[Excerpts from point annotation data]
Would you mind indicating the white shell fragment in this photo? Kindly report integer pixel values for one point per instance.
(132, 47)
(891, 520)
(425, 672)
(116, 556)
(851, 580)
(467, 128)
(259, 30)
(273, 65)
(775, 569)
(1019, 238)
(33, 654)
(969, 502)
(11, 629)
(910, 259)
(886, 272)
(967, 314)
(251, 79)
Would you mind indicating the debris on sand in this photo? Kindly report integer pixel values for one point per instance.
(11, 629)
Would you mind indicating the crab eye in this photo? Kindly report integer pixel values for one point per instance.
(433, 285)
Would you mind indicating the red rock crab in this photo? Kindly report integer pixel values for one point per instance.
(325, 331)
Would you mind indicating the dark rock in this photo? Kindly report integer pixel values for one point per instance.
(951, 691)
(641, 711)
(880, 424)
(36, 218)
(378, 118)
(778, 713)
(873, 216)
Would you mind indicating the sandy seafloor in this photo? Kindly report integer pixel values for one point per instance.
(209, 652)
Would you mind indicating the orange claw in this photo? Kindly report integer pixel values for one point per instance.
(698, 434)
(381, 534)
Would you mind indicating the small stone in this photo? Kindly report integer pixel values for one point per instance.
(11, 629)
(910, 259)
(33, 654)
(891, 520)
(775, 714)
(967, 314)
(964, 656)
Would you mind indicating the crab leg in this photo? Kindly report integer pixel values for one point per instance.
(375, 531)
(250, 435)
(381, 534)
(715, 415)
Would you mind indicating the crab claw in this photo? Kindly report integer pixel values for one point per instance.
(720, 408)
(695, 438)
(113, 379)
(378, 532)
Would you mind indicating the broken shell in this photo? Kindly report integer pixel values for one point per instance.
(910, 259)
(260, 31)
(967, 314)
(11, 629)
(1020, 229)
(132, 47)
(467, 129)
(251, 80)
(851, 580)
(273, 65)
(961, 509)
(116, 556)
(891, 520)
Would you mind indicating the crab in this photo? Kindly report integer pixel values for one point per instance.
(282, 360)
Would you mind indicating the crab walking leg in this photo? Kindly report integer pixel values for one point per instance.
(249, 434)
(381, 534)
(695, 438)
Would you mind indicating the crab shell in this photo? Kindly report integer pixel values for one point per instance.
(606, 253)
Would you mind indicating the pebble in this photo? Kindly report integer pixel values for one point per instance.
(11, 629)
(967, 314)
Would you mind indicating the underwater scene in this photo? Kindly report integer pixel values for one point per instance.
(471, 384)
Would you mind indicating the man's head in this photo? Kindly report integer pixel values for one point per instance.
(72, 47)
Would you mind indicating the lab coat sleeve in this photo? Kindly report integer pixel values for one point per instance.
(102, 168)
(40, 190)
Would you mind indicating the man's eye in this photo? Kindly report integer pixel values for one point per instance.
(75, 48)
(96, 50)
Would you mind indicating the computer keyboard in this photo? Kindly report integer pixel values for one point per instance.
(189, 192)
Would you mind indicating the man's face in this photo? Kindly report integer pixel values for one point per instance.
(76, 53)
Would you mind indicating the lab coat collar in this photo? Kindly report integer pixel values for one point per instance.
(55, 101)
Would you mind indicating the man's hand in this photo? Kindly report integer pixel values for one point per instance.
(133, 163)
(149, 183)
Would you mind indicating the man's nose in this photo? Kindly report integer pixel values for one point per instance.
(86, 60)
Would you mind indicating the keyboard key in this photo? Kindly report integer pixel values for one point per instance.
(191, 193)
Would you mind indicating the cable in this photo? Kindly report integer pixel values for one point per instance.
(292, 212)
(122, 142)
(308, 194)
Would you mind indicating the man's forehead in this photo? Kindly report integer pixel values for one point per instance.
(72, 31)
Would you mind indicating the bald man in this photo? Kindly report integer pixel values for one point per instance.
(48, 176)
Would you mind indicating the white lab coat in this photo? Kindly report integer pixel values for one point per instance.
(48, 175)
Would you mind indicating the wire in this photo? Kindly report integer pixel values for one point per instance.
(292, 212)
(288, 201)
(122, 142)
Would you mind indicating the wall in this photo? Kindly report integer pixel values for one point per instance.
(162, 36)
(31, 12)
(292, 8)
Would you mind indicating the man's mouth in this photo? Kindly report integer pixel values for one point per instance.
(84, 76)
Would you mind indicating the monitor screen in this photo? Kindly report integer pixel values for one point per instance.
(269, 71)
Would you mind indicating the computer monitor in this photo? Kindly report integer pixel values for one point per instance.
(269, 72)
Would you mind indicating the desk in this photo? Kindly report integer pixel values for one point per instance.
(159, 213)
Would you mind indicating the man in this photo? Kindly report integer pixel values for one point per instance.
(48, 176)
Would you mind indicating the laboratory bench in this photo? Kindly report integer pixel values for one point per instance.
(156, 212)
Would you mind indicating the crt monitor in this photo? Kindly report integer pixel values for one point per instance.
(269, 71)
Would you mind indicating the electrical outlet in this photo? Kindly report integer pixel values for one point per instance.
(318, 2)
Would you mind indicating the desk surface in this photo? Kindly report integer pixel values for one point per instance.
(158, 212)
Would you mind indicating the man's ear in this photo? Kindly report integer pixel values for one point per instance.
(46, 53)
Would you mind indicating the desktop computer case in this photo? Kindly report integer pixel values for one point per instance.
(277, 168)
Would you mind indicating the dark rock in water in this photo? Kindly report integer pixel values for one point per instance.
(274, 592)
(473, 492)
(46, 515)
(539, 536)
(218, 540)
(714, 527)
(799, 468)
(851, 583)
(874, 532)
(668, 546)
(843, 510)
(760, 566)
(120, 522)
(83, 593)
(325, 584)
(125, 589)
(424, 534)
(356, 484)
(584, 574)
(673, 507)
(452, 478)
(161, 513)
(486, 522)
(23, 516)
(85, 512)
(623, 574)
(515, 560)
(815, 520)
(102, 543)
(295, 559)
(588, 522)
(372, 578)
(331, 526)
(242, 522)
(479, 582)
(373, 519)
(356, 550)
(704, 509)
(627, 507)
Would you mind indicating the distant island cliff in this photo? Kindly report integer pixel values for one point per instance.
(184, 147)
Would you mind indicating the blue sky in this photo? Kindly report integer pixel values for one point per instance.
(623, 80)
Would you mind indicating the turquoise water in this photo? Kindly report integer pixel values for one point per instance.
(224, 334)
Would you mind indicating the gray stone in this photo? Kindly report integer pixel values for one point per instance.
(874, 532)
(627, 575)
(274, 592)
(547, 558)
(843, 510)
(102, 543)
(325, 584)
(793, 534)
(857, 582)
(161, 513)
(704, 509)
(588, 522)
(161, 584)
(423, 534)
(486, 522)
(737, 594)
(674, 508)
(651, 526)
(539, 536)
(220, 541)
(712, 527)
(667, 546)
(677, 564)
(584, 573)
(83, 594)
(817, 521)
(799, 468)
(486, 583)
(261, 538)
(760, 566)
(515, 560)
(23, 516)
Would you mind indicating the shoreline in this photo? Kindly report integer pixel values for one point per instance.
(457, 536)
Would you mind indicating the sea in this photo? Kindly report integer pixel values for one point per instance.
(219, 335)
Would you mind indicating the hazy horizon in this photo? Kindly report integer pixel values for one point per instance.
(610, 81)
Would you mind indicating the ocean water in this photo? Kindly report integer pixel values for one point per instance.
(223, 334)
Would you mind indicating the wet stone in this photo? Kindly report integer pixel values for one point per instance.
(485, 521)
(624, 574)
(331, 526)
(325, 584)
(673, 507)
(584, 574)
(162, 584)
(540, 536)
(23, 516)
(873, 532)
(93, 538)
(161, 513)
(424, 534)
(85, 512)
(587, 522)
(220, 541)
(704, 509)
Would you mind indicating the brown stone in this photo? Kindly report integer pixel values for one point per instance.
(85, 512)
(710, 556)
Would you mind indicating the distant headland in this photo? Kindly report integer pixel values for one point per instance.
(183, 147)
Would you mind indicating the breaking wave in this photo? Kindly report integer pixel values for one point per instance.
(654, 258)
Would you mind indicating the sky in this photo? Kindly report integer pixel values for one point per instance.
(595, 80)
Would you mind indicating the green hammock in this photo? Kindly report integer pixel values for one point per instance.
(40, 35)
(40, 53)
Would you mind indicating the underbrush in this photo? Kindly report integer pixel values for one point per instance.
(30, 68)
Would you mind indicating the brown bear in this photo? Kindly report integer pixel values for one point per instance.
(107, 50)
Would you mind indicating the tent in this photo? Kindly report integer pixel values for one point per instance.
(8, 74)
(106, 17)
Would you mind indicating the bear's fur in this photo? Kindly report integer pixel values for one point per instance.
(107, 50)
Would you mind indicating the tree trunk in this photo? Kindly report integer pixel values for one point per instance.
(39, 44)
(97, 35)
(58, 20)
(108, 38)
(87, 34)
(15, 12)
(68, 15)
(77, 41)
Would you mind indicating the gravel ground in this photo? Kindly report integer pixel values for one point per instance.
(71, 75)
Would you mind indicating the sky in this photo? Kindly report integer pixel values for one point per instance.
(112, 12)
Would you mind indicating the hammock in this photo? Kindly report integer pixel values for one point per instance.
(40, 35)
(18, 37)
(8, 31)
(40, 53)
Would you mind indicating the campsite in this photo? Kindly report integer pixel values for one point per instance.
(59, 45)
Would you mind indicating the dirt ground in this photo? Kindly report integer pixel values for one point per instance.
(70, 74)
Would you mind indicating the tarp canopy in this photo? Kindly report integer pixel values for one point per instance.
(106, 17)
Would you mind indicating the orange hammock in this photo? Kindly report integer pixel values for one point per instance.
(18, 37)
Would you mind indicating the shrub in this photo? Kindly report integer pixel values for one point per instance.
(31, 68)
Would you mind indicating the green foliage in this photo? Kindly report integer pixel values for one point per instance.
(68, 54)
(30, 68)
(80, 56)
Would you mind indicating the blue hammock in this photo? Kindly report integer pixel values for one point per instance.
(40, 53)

■ Exercise description: Quote the rows from the line with "Would you mind indicating the tarp" through the last row, word for word.

■ Task solution:
Would you mind indicating the tarp canopy in this photo? Kindly report integer pixel values for one point per instance.
(106, 17)
Would you mind indicating the orange hammock in this photo? Kindly report integer pixel values for one point per instance.
(18, 37)
Would you mind indicating the shrub in this photo? Kindly report integer pixel values for one point per instance.
(31, 68)
Would you mind indicating the green foliage in this photo? Kindly report integer pixel values for one point per instance.
(68, 54)
(30, 68)
(80, 56)
Would you mind indicating the blue hammock in this photo? Kindly report integer pixel values for one point per instance.
(40, 53)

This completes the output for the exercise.